Dataset records >>
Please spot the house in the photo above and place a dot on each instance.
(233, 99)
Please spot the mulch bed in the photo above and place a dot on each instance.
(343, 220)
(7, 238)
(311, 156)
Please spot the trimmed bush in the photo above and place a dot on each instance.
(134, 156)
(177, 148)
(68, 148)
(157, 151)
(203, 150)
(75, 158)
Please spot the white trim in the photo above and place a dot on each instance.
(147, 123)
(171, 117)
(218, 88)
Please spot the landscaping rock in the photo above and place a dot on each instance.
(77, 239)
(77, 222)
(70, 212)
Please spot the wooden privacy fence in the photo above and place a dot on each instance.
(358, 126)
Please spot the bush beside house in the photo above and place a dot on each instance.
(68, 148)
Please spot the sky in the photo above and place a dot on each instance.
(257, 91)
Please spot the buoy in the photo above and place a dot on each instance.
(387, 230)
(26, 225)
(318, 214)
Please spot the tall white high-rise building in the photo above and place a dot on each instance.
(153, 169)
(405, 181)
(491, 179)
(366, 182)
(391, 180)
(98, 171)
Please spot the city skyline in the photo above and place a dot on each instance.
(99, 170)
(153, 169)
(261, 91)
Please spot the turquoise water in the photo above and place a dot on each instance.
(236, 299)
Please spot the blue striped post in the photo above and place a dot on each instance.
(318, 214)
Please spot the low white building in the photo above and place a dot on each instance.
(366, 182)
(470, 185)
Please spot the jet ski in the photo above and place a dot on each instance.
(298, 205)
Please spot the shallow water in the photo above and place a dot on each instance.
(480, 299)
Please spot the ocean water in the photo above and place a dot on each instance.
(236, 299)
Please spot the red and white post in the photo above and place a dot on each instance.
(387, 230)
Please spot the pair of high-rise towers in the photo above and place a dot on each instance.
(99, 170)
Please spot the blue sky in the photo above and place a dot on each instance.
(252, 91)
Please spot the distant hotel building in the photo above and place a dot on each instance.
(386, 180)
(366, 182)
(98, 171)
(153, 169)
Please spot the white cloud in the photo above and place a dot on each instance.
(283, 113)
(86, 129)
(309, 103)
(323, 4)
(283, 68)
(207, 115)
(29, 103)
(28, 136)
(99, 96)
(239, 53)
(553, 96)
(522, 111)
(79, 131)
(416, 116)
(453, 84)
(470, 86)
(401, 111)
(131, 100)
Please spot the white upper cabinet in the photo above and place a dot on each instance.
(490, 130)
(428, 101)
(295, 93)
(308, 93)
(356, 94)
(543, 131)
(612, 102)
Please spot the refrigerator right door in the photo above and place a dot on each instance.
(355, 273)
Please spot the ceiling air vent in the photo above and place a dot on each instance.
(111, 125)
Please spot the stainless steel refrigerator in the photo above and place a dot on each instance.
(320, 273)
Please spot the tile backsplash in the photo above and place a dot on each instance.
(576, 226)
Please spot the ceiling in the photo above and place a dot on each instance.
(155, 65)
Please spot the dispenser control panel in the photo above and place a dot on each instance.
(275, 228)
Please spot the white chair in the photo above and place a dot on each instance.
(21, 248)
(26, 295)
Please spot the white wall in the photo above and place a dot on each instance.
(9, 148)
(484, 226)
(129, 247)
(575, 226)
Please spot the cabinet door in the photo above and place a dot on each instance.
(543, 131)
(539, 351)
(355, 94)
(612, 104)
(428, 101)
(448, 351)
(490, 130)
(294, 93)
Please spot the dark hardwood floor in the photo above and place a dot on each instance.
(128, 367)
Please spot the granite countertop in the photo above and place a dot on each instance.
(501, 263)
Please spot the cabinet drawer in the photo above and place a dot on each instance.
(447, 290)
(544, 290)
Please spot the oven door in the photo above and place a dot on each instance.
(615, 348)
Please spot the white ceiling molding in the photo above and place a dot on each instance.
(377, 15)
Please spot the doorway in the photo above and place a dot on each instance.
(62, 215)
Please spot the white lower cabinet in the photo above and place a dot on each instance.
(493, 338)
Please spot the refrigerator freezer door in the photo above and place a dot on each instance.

PROBLEM REQUIREMENTS >>
All of the entries must be printed again exactly as given.

OUTPUT >>
Please spot the house in the photo above and place a dot on each instance.
(233, 99)
Please spot the mulch bed in the photo above and place a dot on each instance.
(343, 220)
(7, 238)
(311, 156)
Please spot the trimmed bush in the photo above and place a dot on each instance.
(134, 156)
(177, 148)
(68, 148)
(157, 151)
(203, 150)
(75, 158)
Please spot the white trim in the photo above and place a dot on each instance.
(147, 123)
(171, 117)
(218, 88)
Please spot the landscaping rock in the photo above and place a dot on each instance.
(77, 239)
(77, 222)
(70, 212)
Please spot the wooden privacy fence in the photo above and place a dot on each instance.
(358, 126)
Please spot the bush beside house in the photo above and place a dot on each instance.
(68, 148)
Please spot the sky in the photo above and place a dot on each instance.
(257, 91)
Please spot the buoy in the photo above and place a dot on each instance.
(387, 230)
(26, 225)
(318, 214)
Please spot the tall white high-rise building in the photo above and place a dot on each instance.
(153, 169)
(405, 181)
(491, 179)
(366, 182)
(391, 180)
(98, 171)
Please spot the city skyline in the photo above and place a dot on each instance.
(99, 170)
(153, 169)
(261, 91)
Please spot the turquoise water in the photo above and place a dot on each instance.
(236, 299)
Please spot the blue striped post in the photo above and place a dot on each instance.
(318, 214)
Please spot the low white building in the photo above and place a dot on each instance.
(366, 182)
(470, 185)
Please spot the jet ski in the photo above and place a dot on each instance.
(298, 205)
Please spot the shallow water in the photo above and place a dot on each instance.
(480, 299)
Please spot the ocean water in the photo above and place a dot on each instance.
(236, 299)
Please spot the red and white post in the photo above and place a dot on each instance.
(387, 230)
Please spot the pair of high-rise towers in the photo above and place a dot on each instance.
(99, 170)
Please spot the blue sky in the photo above and place a dot on each instance.
(252, 91)
Please spot the distant hotel building in the photo above and place a dot on each instance.
(386, 180)
(366, 182)
(98, 171)
(153, 169)
Please spot the white cloud in the photo above and place a dot on each instance.
(283, 113)
(86, 129)
(309, 103)
(323, 4)
(283, 68)
(207, 115)
(29, 103)
(28, 136)
(99, 96)
(239, 53)
(553, 96)
(522, 111)
(79, 131)
(416, 116)
(453, 84)
(470, 86)
(401, 111)
(131, 100)
Please spot the white upper cabinet in the photo above and place a dot on each instance.
(490, 130)
(428, 101)
(295, 93)
(308, 93)
(356, 94)
(543, 131)
(612, 102)
Please spot the refrigerator right door in the photo above and place a dot on each instance.
(355, 273)
Please spot the ceiling air vent in the photo above and place a dot on each instance.
(111, 125)
Please spot the stainless steel refrigerator in the photo above and place a dot on each instance.
(320, 273)
Please spot the tile backsplash in the photo above and place a dot on each instance.
(576, 226)
Please spot the ceiling in the photo above and place a dot on each instance.
(155, 65)
Please spot the dispenser control panel in the photo above and place a dot on each instance.
(275, 228)
Please spot the white chair in the photo above and place a dot on each instance.
(21, 248)
(26, 295)
Please spot the white wall in the photo above and place a dot on each instance.
(9, 148)
(484, 226)
(129, 247)
(575, 226)
Please spot the cabinet door in the photo above and place a dot on each instance.
(543, 131)
(539, 351)
(355, 94)
(612, 104)
(428, 101)
(448, 351)
(490, 130)
(294, 93)
Please spot the dark hardwood floor in the photo above and place a dot on each instance.
(128, 367)
Please spot the granite countertop in the photo above and place a dot on each instance.
(501, 263)
Please spot the cabinet drawer in the photo above and place a dot on each instance.
(447, 290)
(544, 290)
Please spot the oven door in the photo above and place a dot on each instance.
(615, 348)
Please spot the white ceiling molding in the photo above and place a dot on each instance.
(377, 15)
Please spot the doorway in the photo above and place a dot on each instance.
(62, 215)
Please spot the white lower cabinet in the photo above and place a dot on each instance.
(493, 338)
Please spot the refrigerator freezer door in the photo above and place a dot on each instance.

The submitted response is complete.